Tally the lines in the rows below that contain the string "above", where case must match. Reply with only the number.

....................

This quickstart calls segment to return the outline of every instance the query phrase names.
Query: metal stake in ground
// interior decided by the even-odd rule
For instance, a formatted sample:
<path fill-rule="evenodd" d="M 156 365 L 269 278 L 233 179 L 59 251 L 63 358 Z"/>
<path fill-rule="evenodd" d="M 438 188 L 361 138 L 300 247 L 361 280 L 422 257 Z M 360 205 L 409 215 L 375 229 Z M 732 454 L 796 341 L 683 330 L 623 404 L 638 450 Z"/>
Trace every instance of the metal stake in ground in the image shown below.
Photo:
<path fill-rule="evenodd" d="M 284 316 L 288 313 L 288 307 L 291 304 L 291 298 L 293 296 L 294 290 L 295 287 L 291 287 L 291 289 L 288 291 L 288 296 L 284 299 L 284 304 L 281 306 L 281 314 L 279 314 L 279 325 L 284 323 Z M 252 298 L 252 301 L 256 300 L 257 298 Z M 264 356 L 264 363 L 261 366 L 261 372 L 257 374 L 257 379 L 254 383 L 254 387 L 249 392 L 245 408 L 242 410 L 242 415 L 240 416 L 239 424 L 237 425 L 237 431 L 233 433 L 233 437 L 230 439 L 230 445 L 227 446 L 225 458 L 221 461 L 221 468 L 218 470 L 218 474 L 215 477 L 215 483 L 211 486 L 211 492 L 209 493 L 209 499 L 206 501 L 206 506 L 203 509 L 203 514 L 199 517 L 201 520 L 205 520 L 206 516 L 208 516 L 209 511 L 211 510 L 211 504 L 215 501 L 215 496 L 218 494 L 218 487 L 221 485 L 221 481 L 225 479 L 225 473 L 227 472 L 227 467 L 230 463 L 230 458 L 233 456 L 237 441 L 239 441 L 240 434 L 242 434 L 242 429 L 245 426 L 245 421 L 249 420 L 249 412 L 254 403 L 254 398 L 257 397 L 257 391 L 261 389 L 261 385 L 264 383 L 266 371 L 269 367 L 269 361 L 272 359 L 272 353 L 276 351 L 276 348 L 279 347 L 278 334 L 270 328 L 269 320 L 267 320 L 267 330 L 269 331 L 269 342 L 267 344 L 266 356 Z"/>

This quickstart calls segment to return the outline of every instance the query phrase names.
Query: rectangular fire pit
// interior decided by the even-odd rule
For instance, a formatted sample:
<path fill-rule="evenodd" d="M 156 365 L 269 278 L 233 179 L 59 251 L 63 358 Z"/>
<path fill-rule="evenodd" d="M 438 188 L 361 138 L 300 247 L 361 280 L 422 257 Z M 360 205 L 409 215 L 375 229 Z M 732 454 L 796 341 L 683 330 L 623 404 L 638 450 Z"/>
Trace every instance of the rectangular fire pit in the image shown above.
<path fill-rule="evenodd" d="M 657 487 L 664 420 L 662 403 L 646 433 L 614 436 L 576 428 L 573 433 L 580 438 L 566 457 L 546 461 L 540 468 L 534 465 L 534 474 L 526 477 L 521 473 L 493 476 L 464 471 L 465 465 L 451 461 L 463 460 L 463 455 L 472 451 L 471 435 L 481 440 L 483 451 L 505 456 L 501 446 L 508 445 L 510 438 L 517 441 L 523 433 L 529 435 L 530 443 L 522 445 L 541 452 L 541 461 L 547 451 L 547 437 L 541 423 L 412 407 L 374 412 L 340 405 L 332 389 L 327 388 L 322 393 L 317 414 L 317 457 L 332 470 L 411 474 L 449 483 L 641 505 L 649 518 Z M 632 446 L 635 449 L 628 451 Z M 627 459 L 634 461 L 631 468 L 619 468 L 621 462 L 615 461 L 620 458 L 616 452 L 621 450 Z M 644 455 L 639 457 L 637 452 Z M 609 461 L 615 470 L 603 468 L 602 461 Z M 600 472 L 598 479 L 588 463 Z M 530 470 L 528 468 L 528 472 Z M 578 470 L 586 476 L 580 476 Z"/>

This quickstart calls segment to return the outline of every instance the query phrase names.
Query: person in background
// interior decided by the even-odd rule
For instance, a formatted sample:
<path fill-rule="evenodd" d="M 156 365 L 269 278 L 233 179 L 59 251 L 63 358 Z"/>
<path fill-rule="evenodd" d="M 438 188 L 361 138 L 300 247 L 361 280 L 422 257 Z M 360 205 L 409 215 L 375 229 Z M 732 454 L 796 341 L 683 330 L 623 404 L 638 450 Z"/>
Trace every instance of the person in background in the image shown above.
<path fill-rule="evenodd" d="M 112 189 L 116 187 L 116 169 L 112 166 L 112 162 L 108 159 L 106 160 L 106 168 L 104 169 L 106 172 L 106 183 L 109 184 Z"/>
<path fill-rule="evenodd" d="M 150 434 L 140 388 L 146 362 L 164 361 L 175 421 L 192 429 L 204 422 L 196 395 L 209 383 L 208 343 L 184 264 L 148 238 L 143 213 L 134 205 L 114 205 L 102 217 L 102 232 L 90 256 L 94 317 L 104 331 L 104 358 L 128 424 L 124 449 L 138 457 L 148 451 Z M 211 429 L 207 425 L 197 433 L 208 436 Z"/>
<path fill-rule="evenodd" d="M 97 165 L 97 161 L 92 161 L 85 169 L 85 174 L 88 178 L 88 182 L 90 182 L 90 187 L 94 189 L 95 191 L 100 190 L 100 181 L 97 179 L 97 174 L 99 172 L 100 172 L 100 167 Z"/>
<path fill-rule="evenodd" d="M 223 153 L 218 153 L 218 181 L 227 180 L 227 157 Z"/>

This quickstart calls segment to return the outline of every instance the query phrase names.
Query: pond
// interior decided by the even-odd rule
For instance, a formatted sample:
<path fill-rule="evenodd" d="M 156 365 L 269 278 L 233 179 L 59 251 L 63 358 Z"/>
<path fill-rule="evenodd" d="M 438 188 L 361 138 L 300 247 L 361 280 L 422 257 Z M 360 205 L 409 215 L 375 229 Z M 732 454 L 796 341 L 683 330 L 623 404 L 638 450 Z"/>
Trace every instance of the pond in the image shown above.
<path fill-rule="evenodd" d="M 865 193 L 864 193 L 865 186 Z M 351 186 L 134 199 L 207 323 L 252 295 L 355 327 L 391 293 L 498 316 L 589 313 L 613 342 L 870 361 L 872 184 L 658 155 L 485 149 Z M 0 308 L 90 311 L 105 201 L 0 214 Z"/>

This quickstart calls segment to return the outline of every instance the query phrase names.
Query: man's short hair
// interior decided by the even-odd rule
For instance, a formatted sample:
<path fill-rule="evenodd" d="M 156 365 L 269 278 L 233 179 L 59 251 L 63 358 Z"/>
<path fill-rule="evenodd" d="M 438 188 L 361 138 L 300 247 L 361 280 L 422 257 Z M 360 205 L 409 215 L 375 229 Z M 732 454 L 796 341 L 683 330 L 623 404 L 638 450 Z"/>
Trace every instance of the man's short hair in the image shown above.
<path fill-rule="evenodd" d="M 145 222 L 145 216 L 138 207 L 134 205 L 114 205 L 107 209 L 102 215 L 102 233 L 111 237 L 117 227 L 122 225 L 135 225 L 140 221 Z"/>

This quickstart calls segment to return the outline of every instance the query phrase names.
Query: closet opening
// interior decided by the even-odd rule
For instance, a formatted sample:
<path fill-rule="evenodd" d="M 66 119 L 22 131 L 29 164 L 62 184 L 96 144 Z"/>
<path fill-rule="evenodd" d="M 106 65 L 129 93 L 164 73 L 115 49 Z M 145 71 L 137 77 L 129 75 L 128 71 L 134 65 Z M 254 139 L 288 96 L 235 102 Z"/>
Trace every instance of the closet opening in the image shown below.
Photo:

....................

• Completed exercise
4